Exercise goal
Extract every line in the listing below that contains the string "wheel". Matching is case-sensitive.

Materials provided
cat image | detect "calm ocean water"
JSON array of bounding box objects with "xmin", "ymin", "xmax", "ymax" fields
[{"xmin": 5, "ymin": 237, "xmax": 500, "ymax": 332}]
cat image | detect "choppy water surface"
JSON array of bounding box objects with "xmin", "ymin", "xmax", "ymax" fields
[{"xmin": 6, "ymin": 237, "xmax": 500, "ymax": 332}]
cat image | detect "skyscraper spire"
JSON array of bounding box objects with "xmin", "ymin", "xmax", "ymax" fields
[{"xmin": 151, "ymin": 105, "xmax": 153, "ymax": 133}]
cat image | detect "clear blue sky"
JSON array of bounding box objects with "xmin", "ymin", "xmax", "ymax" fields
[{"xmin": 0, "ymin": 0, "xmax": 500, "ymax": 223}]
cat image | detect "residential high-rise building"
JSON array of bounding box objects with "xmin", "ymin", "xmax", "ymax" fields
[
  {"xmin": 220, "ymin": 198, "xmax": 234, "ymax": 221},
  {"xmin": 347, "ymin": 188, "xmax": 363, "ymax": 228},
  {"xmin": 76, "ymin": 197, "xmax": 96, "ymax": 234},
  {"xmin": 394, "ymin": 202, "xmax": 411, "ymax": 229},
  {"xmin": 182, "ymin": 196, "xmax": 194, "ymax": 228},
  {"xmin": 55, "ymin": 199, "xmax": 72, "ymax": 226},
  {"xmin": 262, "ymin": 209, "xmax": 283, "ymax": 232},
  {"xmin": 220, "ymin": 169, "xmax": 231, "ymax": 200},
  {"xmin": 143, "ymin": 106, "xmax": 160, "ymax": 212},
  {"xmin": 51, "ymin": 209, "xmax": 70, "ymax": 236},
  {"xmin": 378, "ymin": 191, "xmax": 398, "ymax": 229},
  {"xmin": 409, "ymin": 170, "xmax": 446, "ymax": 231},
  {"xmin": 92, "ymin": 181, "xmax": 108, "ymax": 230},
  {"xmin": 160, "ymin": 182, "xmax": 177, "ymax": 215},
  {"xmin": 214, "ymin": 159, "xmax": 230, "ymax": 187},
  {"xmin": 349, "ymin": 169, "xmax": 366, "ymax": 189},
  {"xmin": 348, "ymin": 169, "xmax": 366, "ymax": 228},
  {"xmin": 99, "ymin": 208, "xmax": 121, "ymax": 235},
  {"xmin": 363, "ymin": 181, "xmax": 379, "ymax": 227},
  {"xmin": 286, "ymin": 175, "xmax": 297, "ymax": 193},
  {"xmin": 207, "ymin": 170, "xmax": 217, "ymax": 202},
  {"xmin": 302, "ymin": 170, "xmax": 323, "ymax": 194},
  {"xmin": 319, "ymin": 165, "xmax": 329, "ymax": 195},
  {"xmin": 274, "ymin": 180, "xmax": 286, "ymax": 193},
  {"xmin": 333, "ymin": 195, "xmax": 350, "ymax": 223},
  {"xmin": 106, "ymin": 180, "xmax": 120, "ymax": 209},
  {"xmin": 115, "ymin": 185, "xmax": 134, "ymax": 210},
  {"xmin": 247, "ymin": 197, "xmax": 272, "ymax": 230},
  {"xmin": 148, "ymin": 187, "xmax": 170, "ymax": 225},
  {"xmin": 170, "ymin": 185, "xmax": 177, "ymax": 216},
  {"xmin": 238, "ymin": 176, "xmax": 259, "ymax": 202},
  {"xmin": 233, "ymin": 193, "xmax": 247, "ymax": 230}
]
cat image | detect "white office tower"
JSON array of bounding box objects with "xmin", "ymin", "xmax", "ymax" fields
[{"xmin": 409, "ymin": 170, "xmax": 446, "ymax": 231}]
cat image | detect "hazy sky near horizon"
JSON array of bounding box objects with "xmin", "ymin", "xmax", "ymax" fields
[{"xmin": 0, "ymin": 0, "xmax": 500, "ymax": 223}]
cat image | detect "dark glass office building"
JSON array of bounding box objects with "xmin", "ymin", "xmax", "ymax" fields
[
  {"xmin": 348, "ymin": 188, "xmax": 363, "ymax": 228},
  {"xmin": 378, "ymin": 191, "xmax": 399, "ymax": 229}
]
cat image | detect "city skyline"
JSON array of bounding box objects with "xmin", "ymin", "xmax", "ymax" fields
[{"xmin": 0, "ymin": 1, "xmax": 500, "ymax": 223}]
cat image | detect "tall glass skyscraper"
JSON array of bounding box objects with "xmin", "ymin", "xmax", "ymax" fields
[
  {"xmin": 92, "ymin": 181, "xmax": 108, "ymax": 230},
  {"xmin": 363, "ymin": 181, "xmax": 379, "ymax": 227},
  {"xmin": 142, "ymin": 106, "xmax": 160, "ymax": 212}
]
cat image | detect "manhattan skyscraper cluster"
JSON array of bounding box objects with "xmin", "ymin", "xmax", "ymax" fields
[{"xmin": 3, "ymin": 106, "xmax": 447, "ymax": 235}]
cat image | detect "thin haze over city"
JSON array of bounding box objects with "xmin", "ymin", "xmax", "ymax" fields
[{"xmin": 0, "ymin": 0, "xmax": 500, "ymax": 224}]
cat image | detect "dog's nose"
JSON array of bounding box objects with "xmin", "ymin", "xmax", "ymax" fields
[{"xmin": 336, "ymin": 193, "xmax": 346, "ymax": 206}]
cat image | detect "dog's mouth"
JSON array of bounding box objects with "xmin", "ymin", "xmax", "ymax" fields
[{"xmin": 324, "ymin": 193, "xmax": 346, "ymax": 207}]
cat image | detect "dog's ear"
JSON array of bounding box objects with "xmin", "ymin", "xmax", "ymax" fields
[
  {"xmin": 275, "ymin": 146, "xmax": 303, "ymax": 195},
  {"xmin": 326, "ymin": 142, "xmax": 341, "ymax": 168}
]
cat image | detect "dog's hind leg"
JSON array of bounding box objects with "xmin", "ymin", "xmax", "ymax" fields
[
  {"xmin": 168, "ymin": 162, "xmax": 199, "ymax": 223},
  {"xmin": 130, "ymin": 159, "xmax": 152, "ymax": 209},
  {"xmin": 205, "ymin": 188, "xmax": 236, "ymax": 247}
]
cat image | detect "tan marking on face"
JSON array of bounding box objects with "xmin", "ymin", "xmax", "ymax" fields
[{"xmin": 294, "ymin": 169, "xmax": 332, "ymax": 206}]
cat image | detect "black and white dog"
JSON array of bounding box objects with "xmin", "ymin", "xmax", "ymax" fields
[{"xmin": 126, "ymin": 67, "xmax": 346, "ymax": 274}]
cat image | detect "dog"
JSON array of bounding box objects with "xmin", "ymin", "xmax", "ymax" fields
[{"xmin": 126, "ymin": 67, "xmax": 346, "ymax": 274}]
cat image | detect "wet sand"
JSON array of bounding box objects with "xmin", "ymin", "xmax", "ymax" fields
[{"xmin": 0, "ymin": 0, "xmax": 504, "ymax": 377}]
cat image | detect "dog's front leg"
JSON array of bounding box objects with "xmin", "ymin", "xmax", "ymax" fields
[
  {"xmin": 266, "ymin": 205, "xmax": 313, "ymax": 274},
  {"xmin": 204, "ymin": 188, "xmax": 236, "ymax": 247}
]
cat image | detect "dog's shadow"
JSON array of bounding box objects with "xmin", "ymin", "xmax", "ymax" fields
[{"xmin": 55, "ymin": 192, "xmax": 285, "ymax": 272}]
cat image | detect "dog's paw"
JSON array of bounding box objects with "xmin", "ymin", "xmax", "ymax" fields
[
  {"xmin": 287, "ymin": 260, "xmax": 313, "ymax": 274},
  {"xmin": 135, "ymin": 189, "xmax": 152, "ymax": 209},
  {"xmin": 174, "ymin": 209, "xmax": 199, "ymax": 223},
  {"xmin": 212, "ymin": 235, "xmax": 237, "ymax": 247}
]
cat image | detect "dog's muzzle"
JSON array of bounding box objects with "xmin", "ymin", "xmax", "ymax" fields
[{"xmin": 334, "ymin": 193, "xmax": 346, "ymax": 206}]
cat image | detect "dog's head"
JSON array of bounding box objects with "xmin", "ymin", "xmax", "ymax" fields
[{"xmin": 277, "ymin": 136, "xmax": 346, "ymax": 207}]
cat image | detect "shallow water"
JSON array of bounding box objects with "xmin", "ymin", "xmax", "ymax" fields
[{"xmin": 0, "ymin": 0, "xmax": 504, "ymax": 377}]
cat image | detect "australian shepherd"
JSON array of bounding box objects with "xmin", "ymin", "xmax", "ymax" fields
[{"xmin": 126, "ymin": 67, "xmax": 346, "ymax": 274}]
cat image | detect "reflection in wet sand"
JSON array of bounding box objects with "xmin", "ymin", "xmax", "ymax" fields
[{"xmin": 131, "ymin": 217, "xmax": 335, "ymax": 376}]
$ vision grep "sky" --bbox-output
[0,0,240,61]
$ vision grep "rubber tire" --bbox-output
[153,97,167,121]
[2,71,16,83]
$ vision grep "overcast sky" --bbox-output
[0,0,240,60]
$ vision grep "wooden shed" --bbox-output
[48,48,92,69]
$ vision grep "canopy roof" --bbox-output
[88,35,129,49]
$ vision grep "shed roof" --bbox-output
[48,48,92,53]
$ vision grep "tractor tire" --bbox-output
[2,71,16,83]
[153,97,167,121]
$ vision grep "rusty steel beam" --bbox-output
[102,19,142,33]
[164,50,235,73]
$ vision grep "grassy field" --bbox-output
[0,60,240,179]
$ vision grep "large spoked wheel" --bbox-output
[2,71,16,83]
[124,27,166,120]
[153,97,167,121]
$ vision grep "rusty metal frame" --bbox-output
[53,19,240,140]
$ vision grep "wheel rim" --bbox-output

Final answer
$ vision grep "large spoked wheel" --bbox-output
$ vision grep "wheel rim" --bbox-output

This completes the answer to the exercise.